> **Material provided**:
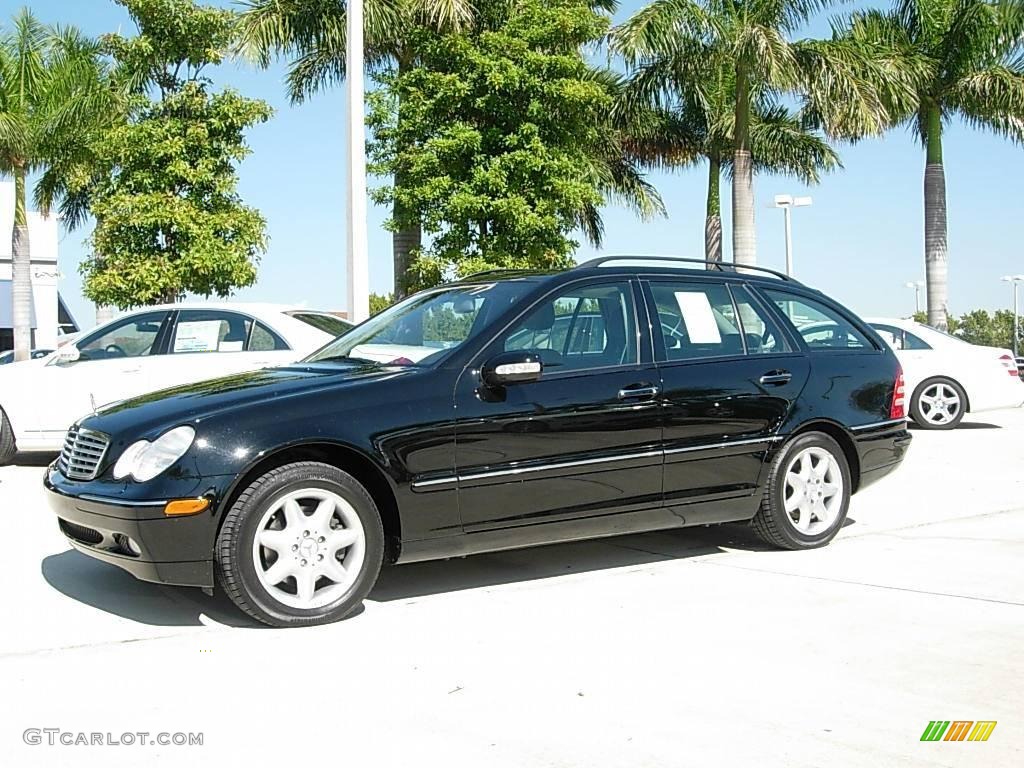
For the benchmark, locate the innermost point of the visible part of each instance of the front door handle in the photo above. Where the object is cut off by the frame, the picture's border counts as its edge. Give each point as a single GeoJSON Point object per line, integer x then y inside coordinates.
{"type": "Point", "coordinates": [630, 393]}
{"type": "Point", "coordinates": [776, 377]}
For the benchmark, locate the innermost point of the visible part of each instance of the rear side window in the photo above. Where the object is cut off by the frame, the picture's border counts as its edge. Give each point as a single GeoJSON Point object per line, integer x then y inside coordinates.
{"type": "Point", "coordinates": [262, 339]}
{"type": "Point", "coordinates": [818, 325]}
{"type": "Point", "coordinates": [586, 328]}
{"type": "Point", "coordinates": [760, 332]}
{"type": "Point", "coordinates": [707, 320]}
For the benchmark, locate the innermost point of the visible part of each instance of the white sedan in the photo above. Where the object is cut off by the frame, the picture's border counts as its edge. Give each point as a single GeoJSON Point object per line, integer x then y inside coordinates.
{"type": "Point", "coordinates": [146, 350]}
{"type": "Point", "coordinates": [946, 377]}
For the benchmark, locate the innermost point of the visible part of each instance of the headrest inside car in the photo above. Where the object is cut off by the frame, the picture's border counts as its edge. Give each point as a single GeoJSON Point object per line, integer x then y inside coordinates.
{"type": "Point", "coordinates": [541, 318]}
{"type": "Point", "coordinates": [464, 305]}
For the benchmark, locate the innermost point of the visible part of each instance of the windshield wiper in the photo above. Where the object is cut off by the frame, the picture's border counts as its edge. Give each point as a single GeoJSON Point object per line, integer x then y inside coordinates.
{"type": "Point", "coordinates": [346, 358]}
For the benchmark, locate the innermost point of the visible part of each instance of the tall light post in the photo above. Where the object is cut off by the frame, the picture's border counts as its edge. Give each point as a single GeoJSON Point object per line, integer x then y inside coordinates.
{"type": "Point", "coordinates": [355, 238]}
{"type": "Point", "coordinates": [916, 286]}
{"type": "Point", "coordinates": [787, 203]}
{"type": "Point", "coordinates": [1013, 280]}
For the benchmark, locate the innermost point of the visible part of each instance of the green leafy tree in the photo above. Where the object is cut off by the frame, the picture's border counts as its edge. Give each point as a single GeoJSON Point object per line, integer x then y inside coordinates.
{"type": "Point", "coordinates": [501, 137]}
{"type": "Point", "coordinates": [311, 35]}
{"type": "Point", "coordinates": [52, 91]}
{"type": "Point", "coordinates": [169, 219]}
{"type": "Point", "coordinates": [970, 60]}
{"type": "Point", "coordinates": [676, 124]}
{"type": "Point", "coordinates": [849, 88]}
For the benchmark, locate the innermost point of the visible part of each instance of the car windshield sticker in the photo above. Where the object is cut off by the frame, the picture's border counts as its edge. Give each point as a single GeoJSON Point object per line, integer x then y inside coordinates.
{"type": "Point", "coordinates": [698, 316]}
{"type": "Point", "coordinates": [198, 336]}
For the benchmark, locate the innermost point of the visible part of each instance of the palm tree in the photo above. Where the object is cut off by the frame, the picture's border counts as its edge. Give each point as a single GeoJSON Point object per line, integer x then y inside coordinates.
{"type": "Point", "coordinates": [311, 34]}
{"type": "Point", "coordinates": [51, 87]}
{"type": "Point", "coordinates": [679, 124]}
{"type": "Point", "coordinates": [847, 87]}
{"type": "Point", "coordinates": [970, 57]}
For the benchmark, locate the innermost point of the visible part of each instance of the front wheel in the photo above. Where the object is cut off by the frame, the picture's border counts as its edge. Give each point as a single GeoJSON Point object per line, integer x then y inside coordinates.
{"type": "Point", "coordinates": [7, 445]}
{"type": "Point", "coordinates": [302, 545]}
{"type": "Point", "coordinates": [938, 403]}
{"type": "Point", "coordinates": [808, 494]}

> **Objective**: Your task is to reproduce, exactly and exclusively, the lines from the one holding "the car windshield" through the final line of the listing.

> **Output of the task**:
For the benchmark, locate the innermost point of the visible part of each instance of the car windshield sticker in the photo above. Where the object is cut off by the frame, the picture's border counts as its edge. Give each point as a single GeoJSON Point object per line, integer x then y inside coordinates.
{"type": "Point", "coordinates": [698, 316]}
{"type": "Point", "coordinates": [198, 336]}
For the benchmark, locate the innermost point of the visible part of each instance of the palm tree in the photo above. Where the object is cut off by the frame, the picture's border counts as its edge. Give each point as a single GeoJSON Point object per line, integer x then y inside coordinates.
{"type": "Point", "coordinates": [311, 34]}
{"type": "Point", "coordinates": [51, 87]}
{"type": "Point", "coordinates": [679, 124]}
{"type": "Point", "coordinates": [847, 87]}
{"type": "Point", "coordinates": [970, 57]}
For the benchmark, locate the innermost point of the visible part of each instance of the front wheel in the photo above. Where the object is cut off by the frame, the picture's border counts as its edge. Give each point as a single GeoJSON Point object per line, integer x then y inside coordinates.
{"type": "Point", "coordinates": [7, 445]}
{"type": "Point", "coordinates": [302, 545]}
{"type": "Point", "coordinates": [938, 403]}
{"type": "Point", "coordinates": [808, 494]}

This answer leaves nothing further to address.